▸ **Required work**
Carry on the text about Cinzano vermouth, starting after its last sentence.

▸ **Quoted text**
_ _ _ _ _

Cinzano (/it/) is an Italian brand of vermouth, a brand owned by Gruppo Caffo 1915.

==History==
Cinzano vermouths date back to 1757 and the Turin herbal shop of two brothers, Giovanni Giacomo and Carlo Stefano Cinzano, who created a new "vermouth rosso" (red vermouth) using "aromatic plants from the Italian Alps in a [still-secret] recipe combining 35 ingredients (including marjoram, thyme, and yarrow)". What became known as the "vermouth of Turin" proved popular with the bourgeoisie of Turin and, later, Casanova.

Cinzano Bianco followed, based on a different combination of herbs that included artemisia (wormwood), cinnamon, cloves, citrus and gentian; it was followed by an Extra Dry version. Exports began in the 1890s, to Argentina, Brazil and the United States, among others. In Paris in 1913, Cinzano was the first product to be advertised with a neon sign on its roof.

Cinzano remained a family-run business until 1985. Beginning that year, the Marone family, Turin industrialists, began to sell shares in the business, culminating in 1992 with an agreement to turn Cinzano International S.A. entirely over to International Distillers & Vintners, a wholly owned subsidiary of Grand Metropolitan. At the time of its sale, Cinzano's share of the vermouth market in Europe was measured in the low single digits, sales that placed it a distant second to Martini.

_ _ _ _ _

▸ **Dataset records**
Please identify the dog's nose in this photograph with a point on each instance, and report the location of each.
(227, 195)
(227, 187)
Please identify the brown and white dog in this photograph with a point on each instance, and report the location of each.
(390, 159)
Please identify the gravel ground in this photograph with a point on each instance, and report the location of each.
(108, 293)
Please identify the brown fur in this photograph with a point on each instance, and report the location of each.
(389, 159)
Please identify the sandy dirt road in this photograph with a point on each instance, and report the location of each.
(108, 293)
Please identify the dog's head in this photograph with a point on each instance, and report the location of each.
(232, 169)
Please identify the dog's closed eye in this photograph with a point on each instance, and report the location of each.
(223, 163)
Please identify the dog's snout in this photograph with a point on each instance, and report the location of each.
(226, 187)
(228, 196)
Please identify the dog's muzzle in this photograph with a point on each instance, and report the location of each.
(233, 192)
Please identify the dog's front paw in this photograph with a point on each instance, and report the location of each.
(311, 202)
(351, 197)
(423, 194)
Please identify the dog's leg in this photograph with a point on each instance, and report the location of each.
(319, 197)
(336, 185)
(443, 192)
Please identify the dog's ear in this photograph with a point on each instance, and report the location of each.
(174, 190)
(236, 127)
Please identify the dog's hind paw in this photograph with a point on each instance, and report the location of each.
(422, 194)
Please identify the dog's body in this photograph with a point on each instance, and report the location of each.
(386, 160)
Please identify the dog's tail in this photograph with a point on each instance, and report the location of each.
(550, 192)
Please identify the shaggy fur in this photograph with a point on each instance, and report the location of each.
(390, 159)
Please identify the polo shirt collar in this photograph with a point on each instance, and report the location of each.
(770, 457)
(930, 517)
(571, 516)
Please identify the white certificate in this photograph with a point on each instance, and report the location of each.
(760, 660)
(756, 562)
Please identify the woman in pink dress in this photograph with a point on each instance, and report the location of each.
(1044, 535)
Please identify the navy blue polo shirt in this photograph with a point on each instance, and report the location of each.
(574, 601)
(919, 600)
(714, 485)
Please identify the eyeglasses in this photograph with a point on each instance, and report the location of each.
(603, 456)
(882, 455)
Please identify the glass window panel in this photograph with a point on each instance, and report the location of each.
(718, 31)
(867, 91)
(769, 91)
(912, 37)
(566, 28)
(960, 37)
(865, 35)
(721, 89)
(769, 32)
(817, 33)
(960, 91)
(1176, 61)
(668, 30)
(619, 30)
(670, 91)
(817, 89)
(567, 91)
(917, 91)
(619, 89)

_ _ _ _ _

▸ **Exercise result**
As a result of a 1997 merger, Grand Metropolitan became Diageo; two years later, Diageo sold Cinzano to the privately held Gruppo Campari.

The Cinzano cycling team had a central role in the film Breaking Away.

==Versions==
It comes in four versions:

- Cinzano Rosso, which is amber-coloured;
- Cinzano Bianco, which is white and drier than Rosso, yet still considered a sweet vermouth;
- Cinzano Extra Dry, a dry vermouth;
- Cinzano Rosé, the newest of the four, rosy-coloured with orange highlights.

==Advertising==
Cinzano was well known in Britain for its humorous television advertisements featuring Leonard Rossiter and Joan Collins. One of these featured the pair on a plane journey, with Rossiter accidentally hitting the recline switch on Collins' chair, causing her to spill a glass of the drink over herself. It also featured as a Sterling Cooper–promoted brand in the series Mad Men.